⟨

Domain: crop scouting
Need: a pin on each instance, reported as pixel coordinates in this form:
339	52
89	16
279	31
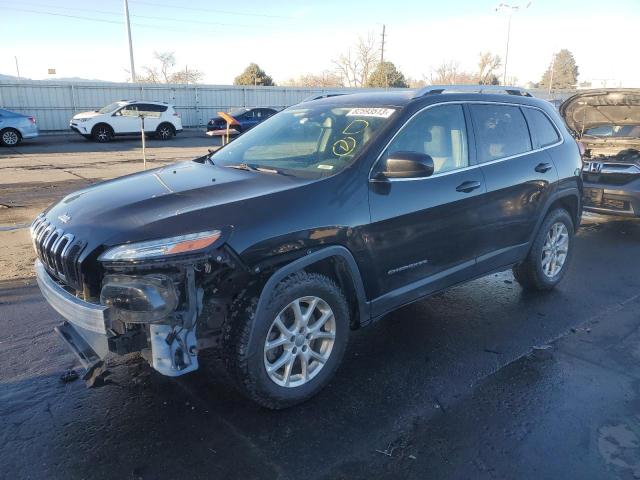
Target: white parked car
122	118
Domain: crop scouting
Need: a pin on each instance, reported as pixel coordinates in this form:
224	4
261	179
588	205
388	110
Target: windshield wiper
243	166
255	168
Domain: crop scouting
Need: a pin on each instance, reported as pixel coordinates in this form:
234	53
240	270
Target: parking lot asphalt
448	387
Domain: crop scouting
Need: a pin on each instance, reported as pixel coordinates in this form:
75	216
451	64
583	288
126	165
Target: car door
520	176
249	120
152	114
423	230
125	120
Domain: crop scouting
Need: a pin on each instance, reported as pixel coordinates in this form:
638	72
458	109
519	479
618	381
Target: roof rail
498	89
322	95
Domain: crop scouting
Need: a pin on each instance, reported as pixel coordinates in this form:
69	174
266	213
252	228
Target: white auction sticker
371	112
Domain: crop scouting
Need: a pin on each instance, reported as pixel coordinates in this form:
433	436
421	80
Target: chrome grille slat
58	251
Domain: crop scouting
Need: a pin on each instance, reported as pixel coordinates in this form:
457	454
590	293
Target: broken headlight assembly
139	299
154	249
153	297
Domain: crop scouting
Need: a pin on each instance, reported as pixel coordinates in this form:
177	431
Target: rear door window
501	131
542	130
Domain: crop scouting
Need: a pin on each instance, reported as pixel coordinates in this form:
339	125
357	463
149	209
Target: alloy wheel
103	134
164	133
10	137
299	342
555	249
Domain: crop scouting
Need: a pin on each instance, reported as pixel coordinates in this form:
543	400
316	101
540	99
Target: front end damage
156	307
607	124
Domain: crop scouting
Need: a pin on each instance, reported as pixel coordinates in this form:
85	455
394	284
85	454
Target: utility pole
512	9
382	47
506	53
126	17
17	68
553	67
386	78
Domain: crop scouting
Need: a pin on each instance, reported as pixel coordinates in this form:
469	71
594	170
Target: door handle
468	186
543	167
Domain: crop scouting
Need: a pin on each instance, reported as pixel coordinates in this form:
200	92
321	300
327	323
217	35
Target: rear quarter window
501	131
542	130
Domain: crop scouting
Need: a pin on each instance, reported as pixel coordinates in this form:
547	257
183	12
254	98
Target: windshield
614	131
236	112
311	141
110	108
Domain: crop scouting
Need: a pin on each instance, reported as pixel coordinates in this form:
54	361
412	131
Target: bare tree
487	66
356	65
162	71
444	74
167	61
186	76
324	79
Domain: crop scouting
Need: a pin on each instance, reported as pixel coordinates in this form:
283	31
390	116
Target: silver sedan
14	127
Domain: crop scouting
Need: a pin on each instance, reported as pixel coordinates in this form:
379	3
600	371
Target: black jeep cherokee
320	220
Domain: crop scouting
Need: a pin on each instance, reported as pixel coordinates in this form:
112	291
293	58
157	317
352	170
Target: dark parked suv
607	123
320	220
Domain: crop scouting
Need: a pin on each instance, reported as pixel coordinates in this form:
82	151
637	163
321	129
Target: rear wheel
165	131
10	137
288	352
550	253
102	133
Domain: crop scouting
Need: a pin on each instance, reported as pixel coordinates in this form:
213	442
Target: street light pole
506	52
512	9
126	17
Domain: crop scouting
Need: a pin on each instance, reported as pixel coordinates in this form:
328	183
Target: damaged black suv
318	221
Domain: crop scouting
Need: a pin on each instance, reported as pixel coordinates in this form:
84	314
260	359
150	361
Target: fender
557	195
310	259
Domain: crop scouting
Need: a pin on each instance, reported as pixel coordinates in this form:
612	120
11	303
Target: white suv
121	118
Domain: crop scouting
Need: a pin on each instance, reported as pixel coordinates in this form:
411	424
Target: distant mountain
13	78
7	78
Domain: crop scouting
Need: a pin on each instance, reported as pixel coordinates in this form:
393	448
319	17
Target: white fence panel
54	103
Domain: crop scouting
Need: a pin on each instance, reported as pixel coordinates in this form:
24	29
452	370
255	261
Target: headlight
161	248
139	299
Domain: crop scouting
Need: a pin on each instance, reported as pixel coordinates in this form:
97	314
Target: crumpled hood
181	198
592	108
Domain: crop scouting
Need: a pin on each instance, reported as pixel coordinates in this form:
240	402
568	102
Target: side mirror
407	165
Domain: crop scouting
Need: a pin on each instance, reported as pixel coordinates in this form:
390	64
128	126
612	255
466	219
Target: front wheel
102	133
165	131
9	137
550	253
288	352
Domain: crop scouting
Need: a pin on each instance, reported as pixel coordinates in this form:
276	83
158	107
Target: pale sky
288	38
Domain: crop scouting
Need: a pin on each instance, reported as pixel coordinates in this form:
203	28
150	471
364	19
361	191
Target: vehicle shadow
414	365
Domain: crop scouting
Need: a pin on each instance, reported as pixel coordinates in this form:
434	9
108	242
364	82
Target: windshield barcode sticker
371	112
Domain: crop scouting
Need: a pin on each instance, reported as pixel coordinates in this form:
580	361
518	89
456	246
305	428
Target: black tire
530	274
247	330
10	137
102	133
165	131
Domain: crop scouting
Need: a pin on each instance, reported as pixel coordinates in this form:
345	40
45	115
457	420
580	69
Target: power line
225	12
104	20
147	17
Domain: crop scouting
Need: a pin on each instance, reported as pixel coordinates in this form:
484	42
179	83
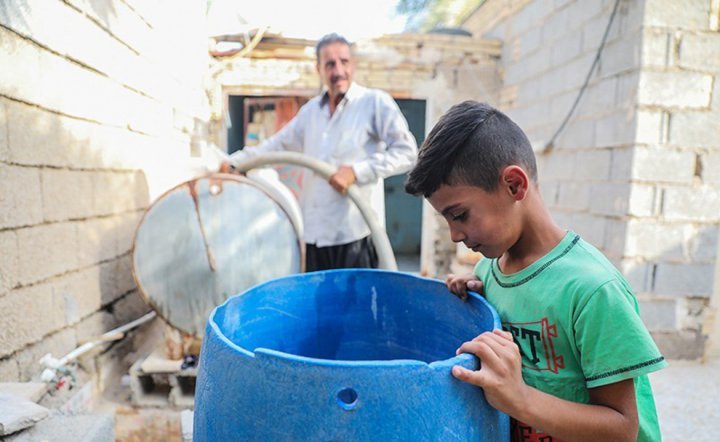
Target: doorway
403	212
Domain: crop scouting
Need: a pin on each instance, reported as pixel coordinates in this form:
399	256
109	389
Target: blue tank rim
465	360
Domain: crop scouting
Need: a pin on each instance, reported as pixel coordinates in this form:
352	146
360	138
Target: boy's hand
500	374
460	284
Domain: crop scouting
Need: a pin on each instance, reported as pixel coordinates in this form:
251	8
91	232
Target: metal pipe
386	257
54	364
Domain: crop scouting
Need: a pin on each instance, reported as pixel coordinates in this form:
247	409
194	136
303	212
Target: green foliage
425	15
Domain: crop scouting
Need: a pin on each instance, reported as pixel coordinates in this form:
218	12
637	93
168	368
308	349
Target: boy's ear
515	180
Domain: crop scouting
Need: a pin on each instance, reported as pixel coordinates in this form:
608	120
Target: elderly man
363	133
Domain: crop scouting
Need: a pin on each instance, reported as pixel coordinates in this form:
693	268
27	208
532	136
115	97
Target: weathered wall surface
101	104
635	169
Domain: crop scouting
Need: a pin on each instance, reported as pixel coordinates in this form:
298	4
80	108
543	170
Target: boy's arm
611	414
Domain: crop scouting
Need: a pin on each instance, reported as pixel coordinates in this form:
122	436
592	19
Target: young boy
572	361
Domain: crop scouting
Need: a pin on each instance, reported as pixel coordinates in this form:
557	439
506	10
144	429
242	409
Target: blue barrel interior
343	354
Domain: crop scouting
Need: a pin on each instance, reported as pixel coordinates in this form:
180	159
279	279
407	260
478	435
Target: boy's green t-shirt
577	324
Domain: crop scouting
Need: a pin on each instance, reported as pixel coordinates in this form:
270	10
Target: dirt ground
686	396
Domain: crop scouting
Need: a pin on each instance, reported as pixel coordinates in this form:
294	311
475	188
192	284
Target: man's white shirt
368	132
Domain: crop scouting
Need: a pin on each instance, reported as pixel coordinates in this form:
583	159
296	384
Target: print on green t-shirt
577	324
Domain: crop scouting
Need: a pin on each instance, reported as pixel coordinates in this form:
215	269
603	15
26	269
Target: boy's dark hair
328	39
470	145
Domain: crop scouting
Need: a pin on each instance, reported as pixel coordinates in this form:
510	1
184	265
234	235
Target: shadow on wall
679	277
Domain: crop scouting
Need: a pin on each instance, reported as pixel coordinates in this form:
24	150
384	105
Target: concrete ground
687	395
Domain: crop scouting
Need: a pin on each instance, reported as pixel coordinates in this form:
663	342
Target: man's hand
500	374
342	179
225	167
460	284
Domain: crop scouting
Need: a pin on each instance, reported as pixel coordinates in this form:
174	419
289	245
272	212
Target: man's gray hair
327	39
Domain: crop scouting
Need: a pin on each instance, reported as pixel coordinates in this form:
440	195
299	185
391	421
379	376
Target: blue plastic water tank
343	355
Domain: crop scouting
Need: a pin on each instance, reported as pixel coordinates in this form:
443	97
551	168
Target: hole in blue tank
347	398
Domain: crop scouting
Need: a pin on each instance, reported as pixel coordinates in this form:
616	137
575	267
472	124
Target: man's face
485	221
336	67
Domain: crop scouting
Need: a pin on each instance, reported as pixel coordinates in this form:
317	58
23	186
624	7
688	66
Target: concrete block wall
101	106
675	243
635	169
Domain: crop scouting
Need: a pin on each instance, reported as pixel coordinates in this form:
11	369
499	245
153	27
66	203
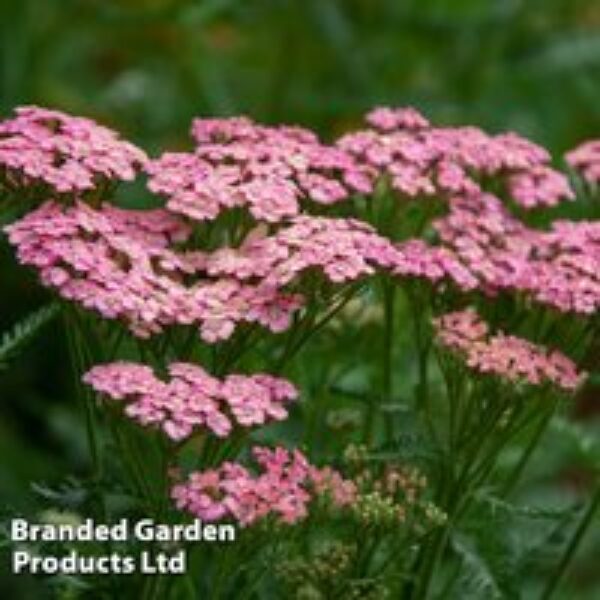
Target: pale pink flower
69	154
191	400
503	355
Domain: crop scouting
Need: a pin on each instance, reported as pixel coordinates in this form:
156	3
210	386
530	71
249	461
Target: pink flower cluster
585	159
505	355
267	169
560	267
343	249
69	154
192	399
284	489
117	263
421	160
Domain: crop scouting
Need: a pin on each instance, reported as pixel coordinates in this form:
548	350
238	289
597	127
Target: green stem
389	295
514	477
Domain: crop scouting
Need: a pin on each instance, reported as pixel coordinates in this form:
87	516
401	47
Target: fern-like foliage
13	341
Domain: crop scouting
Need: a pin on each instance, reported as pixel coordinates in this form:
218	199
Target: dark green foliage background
146	67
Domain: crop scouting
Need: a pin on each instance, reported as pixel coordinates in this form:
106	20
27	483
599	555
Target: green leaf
24	331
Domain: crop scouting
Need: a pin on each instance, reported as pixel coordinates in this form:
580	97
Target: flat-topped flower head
558	268
342	250
68	154
419	159
191	400
283	489
268	170
120	264
506	356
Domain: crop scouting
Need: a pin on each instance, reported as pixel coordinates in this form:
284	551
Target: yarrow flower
269	170
342	249
69	154
585	159
505	355
191	400
118	263
559	267
421	160
283	489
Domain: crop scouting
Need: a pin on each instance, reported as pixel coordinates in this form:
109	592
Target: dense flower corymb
284	489
343	249
119	264
269	170
70	154
422	160
192	399
505	355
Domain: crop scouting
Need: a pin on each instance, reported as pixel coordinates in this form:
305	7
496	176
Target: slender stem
389	295
527	453
573	545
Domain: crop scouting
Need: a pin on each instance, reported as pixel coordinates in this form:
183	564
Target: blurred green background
146	67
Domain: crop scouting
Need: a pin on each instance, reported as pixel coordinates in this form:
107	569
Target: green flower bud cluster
324	571
366	589
374	508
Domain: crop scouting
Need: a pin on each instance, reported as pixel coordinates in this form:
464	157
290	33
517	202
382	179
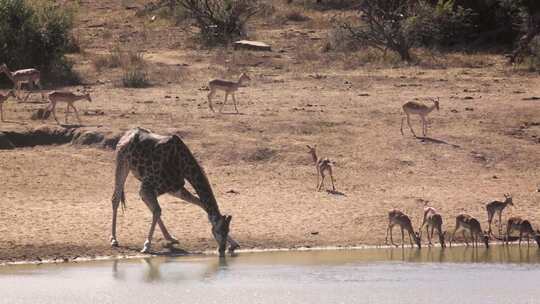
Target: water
498	275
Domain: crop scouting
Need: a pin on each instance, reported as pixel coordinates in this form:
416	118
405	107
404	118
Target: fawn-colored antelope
466	222
69	98
498	207
3	98
420	109
432	220
19	77
229	87
396	217
323	166
524	227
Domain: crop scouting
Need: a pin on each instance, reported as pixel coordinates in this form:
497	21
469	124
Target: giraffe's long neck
197	178
314	156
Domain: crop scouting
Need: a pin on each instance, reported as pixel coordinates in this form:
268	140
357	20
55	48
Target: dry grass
348	103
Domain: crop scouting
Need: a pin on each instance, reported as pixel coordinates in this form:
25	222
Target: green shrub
135	77
35	34
442	24
220	21
134	70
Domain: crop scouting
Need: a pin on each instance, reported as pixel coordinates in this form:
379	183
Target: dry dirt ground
55	200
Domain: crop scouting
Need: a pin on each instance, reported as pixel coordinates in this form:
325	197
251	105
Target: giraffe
163	164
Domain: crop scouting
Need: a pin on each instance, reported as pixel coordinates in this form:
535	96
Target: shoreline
214	253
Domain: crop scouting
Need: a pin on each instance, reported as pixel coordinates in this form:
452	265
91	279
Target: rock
40	114
251	45
87	138
5	143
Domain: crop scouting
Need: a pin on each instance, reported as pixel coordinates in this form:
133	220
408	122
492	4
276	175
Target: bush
442	24
35	36
342	40
135	77
134	67
386	25
220	21
399	25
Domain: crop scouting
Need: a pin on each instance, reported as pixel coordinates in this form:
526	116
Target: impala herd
432	220
464	223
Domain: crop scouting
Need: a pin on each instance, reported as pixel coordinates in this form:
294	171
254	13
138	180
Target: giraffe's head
436	103
508	199
220	230
244	77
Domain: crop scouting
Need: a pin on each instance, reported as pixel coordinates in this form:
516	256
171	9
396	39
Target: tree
220	21
386	25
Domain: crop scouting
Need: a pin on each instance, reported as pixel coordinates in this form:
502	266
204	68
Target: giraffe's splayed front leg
146	247
233	245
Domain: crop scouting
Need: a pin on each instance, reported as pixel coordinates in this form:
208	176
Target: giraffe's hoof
232	248
172	241
146	247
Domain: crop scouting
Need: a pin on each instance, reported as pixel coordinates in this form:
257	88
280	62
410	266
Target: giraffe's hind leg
409	124
148	196
121	173
210	95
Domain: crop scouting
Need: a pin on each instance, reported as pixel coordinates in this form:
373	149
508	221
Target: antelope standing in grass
498	207
432	220
69	98
229	87
19	77
524	227
468	223
323	166
420	109
396	217
3	98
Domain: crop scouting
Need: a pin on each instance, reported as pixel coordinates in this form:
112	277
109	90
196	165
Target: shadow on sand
335	192
436	141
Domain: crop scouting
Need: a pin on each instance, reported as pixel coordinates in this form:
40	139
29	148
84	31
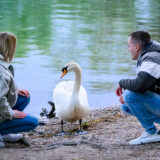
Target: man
141	96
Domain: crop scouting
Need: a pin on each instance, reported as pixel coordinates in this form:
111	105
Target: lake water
91	32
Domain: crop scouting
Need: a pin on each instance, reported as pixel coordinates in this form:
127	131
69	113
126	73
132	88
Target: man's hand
19	114
23	92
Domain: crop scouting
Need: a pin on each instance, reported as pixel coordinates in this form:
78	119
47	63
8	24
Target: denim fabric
144	106
19	125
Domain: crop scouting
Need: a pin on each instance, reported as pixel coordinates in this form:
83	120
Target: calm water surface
91	32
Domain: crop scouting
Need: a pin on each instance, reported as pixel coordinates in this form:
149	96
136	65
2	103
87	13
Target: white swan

⟩

Write out again, exactly, each line from the one with "Target: giraffe's hind leg" to the end of the entries. No pictures go in.

Target: giraffe's hind leg
409	124
148	196
121	173
210	95
Domain: crop scouting
Need: a pin on each instance, reported as pixel coordinates in this form:
373	149
508	221
Target: antelope standing in grass
498	207
432	220
69	98
229	87
19	77
524	227
468	223
323	166
420	109
396	217
3	98
Domain: crop scouting
Need: a pin on each instance, reported as pixel coordinates in this form:
112	277
109	90
196	165
Target: shadow on sand
335	192
436	141
Domain: crop scouting
Need: a pin on each instance, reported as pixel coordinates in this form:
40	139
29	148
84	31
Target: man
141	96
Domain: crop scouting
Need: a pin on each instance, reported as pixel coordinates in this form:
111	105
Target: lake water
91	32
Domain: crop scouting
Need: a pin on each instance, reported as pixel coordinates in this form:
127	131
69	113
126	73
132	88
Target: man's hand
19	114
23	92
Domain: crop scouting
Need: a pin on each instance, reported as pixel coordinates in this form:
78	119
47	63
8	24
Target: denim fabric
144	106
19	125
Domain: crop scouting
Need: a pin on each instance, reported as pixel coordinates in this form:
83	120
Target: calm water surface
91	32
Domain: crop scouting
Need: a pin on each instance, reported as pixel coordinates in this form:
149	96
136	65
2	103
87	13
Target: white swan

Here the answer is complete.